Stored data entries
—————

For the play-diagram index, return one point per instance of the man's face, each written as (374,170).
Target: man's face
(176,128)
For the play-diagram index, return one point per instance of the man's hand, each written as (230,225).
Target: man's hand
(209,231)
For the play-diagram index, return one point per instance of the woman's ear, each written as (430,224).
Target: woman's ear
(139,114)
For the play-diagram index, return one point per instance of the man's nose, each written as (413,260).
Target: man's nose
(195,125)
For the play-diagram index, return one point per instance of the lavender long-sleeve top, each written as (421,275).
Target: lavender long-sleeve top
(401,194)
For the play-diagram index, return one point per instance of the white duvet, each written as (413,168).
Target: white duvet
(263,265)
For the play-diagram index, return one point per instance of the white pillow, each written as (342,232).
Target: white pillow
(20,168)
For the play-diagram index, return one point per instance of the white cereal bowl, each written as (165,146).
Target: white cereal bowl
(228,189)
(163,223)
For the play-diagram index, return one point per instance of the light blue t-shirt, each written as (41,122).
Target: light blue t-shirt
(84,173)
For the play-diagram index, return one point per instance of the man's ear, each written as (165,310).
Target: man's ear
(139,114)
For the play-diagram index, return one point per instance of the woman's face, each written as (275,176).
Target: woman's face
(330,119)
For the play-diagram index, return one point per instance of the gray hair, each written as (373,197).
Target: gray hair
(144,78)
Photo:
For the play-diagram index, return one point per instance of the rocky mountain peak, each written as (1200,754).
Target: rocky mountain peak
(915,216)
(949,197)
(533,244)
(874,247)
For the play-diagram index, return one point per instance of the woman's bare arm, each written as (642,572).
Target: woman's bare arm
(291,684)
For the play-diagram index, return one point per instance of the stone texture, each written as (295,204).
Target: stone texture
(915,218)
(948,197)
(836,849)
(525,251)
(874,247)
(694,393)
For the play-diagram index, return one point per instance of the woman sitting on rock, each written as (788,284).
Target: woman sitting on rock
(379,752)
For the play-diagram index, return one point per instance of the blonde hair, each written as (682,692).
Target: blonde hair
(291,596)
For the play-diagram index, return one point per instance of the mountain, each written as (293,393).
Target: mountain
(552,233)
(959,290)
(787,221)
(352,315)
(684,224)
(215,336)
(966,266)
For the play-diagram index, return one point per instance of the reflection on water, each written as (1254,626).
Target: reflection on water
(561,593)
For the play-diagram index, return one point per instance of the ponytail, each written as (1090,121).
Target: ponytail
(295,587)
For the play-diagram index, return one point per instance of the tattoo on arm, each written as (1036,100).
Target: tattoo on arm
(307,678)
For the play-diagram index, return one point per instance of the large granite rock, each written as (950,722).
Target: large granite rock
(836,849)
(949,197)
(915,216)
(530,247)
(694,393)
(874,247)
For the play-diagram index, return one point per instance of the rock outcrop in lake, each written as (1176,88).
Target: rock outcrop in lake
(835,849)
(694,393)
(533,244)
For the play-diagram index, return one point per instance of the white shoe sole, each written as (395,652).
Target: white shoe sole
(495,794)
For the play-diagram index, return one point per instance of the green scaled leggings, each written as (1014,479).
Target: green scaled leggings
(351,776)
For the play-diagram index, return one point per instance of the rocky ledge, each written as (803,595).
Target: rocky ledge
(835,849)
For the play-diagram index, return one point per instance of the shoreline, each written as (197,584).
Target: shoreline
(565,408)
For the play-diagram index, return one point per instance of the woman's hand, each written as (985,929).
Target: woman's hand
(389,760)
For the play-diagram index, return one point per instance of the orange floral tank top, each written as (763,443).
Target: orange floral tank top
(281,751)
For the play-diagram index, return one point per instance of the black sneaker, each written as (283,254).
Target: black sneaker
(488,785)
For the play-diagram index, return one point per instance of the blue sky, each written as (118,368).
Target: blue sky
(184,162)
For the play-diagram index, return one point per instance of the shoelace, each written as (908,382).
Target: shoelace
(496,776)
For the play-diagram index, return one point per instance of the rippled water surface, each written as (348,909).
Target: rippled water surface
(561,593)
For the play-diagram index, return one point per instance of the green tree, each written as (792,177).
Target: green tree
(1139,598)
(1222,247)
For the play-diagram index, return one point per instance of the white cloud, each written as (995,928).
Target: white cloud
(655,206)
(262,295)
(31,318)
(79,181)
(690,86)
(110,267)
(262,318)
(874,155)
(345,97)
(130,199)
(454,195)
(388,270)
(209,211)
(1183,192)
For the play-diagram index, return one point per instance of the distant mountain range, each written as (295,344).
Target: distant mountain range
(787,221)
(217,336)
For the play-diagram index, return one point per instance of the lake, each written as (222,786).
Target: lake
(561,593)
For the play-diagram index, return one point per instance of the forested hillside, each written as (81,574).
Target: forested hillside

—————

:: What is being asked ::
All the entries must be retyped exactly.

:: Solution ::
For the play-diagram index, return one point per instance of the man's face, each written as (374,170).
Target: man's face
(176,128)
For the play-diagram index, return one point per instance of the man's hand, each written as (230,225).
Target: man's hand
(209,231)
For the play-diagram index, return one point per instance of the woman's ear, each written as (430,224).
Target: woman's ear
(139,114)
For the play-diagram index, return one point per instance of the man's nose, each written as (413,260).
Target: man's nose
(195,125)
For the play-diagram index, return one point per instance of the lavender long-sleeve top, each written as (421,275).
Target: lavender long-sleeve top
(401,194)
For the play-diagram index, return one point per instance of the white duvet, each written as (413,168).
Target: white duvet
(263,265)
For the play-diagram index, return one point per instance of the white pillow, each written as (342,232).
Target: white pillow
(20,168)
For the play-diagram index, return one point per instance of the white cereal bowl, each written as (165,146).
Target: white cereal bowl
(228,189)
(163,223)
For the play-diagram index, return one point per instance of the light blue t-shirt, each written as (41,122).
Target: light blue t-shirt
(84,173)
For the play-diagram index, return one point per instance of the man's ear, each written as (165,310).
Target: man's ear
(139,114)
For the play-diagram index, return one point per instance of the woman's face, each written as (275,176).
Target: woman's face
(330,119)
For the play-diagram index, return one point per instance of the gray hair, each written as (373,197).
Target: gray hair
(144,78)
Photo:
For the play-diagram index, return one point per instance of the rocky mountain peak, each written as (1200,754).
Target: rocky mountain peak
(915,216)
(949,197)
(533,244)
(874,247)
For the play-diagram index, return one point per instance of the woman's bare arm, each written as (642,572).
Target: woman's bare arm
(291,684)
For the play-diagram index, return one point per instance of the stone texture, each written as (295,204).
Target: stone texture
(915,218)
(948,197)
(836,849)
(525,251)
(874,247)
(694,393)
For the play-diagram index, return one point per instance of the woman sitting on rock, each written as (788,284).
Target: woman sitting on rock
(379,752)
For the play-diagram index, return one point per instance of the blonde hair, each written as (682,692).
Target: blonde hair
(291,596)
For the play-diagram index, return one point per instance of the mountain, each written as (293,393).
Target: mountain
(552,233)
(959,290)
(787,221)
(352,315)
(684,224)
(215,336)
(966,266)
For the play-diagram index, return one point per instance of the reflection on water, each written as (1254,626).
Target: reflection on water
(561,593)
For the play-diagram index, return one point per instance of the ponytail, each written as (1090,121).
Target: ponytail
(295,587)
For the play-diagram index, return one point per instance of the tattoo on arm, each written as (1036,100).
Target: tattoo on arm
(307,678)
For the play-diagram index, return one point per instance of the large granite rock, each written as (950,722).
Target: large granite rock
(836,849)
(949,197)
(915,216)
(530,247)
(694,393)
(874,247)
For the play-diagram index, return one point per instance of the rock outcrop in lake, each written as (1176,88).
Target: rock outcrop in lake
(835,849)
(694,393)
(533,244)
For the play-diagram index, return one point per instance of the white shoe sole, each written as (395,652).
Target: white shoe sole
(495,794)
For the play-diagram index, return one point per instance of the green scaled leggings, each written as (1014,479).
Target: green scaled leggings
(351,776)
For the play-diagram index, return one point per instance of the rocky ledge, each written as (803,595).
Target: rocky ledge
(835,849)
For the play-diagram index, return one point per instance of the shoreline, each written as (197,584).
Target: shoreline
(565,408)
For the play-diagram index, return one point per instance of the woman's hand, each written as (985,929).
Target: woman's hand
(389,760)
For the play-diagram index, return one point per instance of the orange floral tank top, each written as (763,443).
Target: orange floral tank top
(281,751)
For the play-diagram index, return one point per instance of the black sneaker, each written as (283,254).
Target: black sneaker
(488,785)
For the play-diagram index, return one point per instance of the blue sky, each written as (118,368).
Target: blue sky
(184,162)
For the play-diagram index, return one point per instance of the shoelace, each written as (908,382).
Target: shoelace
(496,776)
For the play-diagram index, return one point per instance of the rippled water surface, each written as (348,909).
Target: rippled water surface
(561,593)
For the play-diagram index, return one point per instance of the green tree, each written as (792,177).
Target: green tree
(1139,598)
(1222,247)
For the play-diagram index, return one point per instance of the white cloud, each written as (995,928).
Target: white cloud
(655,206)
(262,295)
(31,318)
(79,181)
(690,86)
(110,267)
(262,318)
(874,155)
(345,97)
(130,199)
(454,195)
(388,270)
(209,211)
(1183,192)
For the play-diagram index, return one point per instance of the distant mountain range, each written as (295,344).
Target: distant mountain range
(787,221)
(217,336)
For the play-diagram index, return one point per instance of the lake, each written as (222,786).
Target: lake
(561,593)
For the play-diagram index, return one point per instance of the forested hillside, each written as (81,574).
Target: forested hillside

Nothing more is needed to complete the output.